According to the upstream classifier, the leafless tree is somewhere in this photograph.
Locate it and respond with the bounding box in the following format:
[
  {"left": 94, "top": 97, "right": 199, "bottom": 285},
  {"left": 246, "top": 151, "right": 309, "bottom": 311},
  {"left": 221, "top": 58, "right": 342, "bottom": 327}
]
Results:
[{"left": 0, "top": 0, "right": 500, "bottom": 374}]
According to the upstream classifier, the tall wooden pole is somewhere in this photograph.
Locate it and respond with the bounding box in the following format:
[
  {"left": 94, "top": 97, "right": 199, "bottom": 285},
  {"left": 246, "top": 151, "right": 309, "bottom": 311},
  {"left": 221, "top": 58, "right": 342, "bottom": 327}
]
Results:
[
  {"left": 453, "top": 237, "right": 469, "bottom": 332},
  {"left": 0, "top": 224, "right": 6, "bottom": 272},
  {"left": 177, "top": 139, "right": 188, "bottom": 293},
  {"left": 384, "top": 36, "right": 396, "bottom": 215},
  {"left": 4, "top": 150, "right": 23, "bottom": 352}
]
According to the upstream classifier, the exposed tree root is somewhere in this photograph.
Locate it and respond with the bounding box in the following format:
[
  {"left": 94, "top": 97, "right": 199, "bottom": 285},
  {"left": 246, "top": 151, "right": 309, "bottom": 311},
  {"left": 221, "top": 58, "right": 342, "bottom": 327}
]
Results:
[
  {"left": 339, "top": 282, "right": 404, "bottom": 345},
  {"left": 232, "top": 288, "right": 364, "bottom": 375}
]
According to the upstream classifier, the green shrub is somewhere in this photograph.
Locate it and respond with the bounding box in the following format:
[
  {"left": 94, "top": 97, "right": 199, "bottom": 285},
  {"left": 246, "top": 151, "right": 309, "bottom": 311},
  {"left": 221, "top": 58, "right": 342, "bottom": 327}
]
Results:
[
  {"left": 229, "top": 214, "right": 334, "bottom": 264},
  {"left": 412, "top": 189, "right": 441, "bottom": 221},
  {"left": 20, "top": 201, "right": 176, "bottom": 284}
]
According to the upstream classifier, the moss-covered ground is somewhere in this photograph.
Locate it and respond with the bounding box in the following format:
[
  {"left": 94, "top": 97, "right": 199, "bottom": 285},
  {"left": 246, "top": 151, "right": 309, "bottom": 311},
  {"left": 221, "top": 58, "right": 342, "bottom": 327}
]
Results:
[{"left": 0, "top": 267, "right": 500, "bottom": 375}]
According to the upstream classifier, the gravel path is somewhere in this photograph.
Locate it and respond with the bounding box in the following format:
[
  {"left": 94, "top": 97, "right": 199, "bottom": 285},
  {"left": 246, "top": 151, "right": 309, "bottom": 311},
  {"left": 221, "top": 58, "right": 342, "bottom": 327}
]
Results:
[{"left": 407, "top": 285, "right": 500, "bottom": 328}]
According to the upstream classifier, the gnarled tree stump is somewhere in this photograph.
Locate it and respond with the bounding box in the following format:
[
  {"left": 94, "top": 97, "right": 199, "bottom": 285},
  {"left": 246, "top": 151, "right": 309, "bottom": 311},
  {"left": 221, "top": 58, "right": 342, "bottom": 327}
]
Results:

+ + +

EXERCISE BRIEF: Return unchanged the lines of the entries above, from the line containing "According to the upstream classifier, the moss-covered" through the last line of the entries, both included.

RIGHT ANSWER:
According to the upstream classifier, the moss-covered ground is somewhere in this photograph.
Locate it and respond with the bounding box in the following format:
[
  {"left": 94, "top": 97, "right": 199, "bottom": 285},
  {"left": 246, "top": 151, "right": 309, "bottom": 311},
  {"left": 221, "top": 58, "right": 342, "bottom": 327}
]
Results:
[{"left": 0, "top": 267, "right": 500, "bottom": 375}]
According to the upstream classifier, the gravel path is somewhere in this photograph.
Locate it and respond with the bounding box in the following format:
[
  {"left": 94, "top": 97, "right": 199, "bottom": 285},
  {"left": 246, "top": 151, "right": 309, "bottom": 311},
  {"left": 221, "top": 58, "right": 342, "bottom": 327}
]
Results:
[{"left": 407, "top": 285, "right": 500, "bottom": 328}]
According to the upstream classifier, the gnarled tree stump is somewhere in this photograph.
Locate it and respond with the bounding box in the following format:
[
  {"left": 94, "top": 97, "right": 199, "bottom": 285},
  {"left": 246, "top": 151, "right": 309, "bottom": 311},
  {"left": 221, "top": 58, "right": 342, "bottom": 327}
]
Results:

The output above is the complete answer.